March 18 @ 7:00 pm - 8:30 pm MST

CHOOSE HOW YOU WILL ATTEND Join us in person at the University of Arizona Environmental Resources Bldg. # 2  Room 107, Agnese Nelms Haury Lecture Hall, 1064 E Lowell St, Tucson, AZ 85719  No registration is required 

Parking is easy! The 6th Street Parking Garage is right next to ENR2 on the east. There is also a surface lot just across 6th Street from ENR2.

Join By Zoom Registration is Required  – link coming soon

In October 2023, six Diné weavers traveled to Washington, D.C. for a week to study historic and contemporary Navajo textiles at the National Museum of the American Indian, National Museum of Natural History, and The Textile Museum. Led and organized by master weavers and educators Barbara Teller Ornelas and Lynda Teller Pete, the seminar group also included emerging artists Kevin Aspaas, Calandra Cook, Elisio Curley, and TahNibaa Naataanii. Sponsored by the AAHS Traditional Technologies program, the seminar’s goals were to learn more about the yarns, dyes, and techniques used to create the older weavings, experience the artistry and resiliency of their weaving ancestors, create opportunities for artistic growth, and expand Diné perspectives in Navajo weaving education, interpretation, and scholarship.

In this in-person presentation, the participants will share their experiences from the seminar with the AAHS membership. They will also share examples of their weavings inspired by the research.  

AAHS Traditional Technologies Navajo Weaving Seminar group outside of the National Museum of the American Indian. Front row: Lynda Teller Pete and Barbara Teller Ornelas. Back row: TahNibaa Naataanii, Kevin Aspaas, Eliseo Curley, and Calandra Cook.

About the Presenters:

Barbara Teller Ornelas is a fifth-generation master Navajo/Diné tapestry weaver. Raised in the Two Grey Hills Trading Post on the Navajo Nation, her highly sought work can be found in numerous museums. She and her sister Lynda have authored two books on Navajo weaving. Barbara resides in Tucson, AZ.

Work to complete
**A.** Reproduce word for word the part of the event announcement between "In this in-person" and "by the research.", inclusive.
**B.** According to the event announcement, which program sponsored the October 2023 seminar?
**C.** For each statement, indicate whether it agrees with the event announcement, answering yes or no and quoting the words that decide it. (i) Registration is required to attend the presentation in person. (ii) Barbara Teller Ornelas lives in Tucson. (iii) The 6th Street Parking Garage is located to the west of ENR2.
Rely only on the event announcement when completing the work, and draw on no other sources.

Entries provided

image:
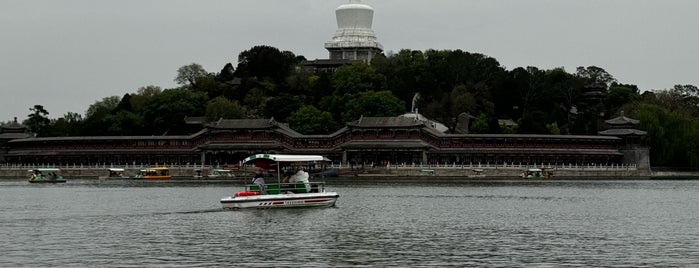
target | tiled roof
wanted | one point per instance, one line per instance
(622, 120)
(386, 122)
(12, 136)
(622, 132)
(242, 124)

Task-by-task outputs
**A.**
In this in-person presentation, the participants will share their experiences from the seminar with the AAHS membership. They will also share examples of their weavings inspired by the research.

**B.** The AAHS Traditional Technologies program.

**C.**
(i) No: "No registration is required"
(ii) Yes: "Barbara resides in Tucson, AZ."
(iii) No: "right next to ENR2 on the east"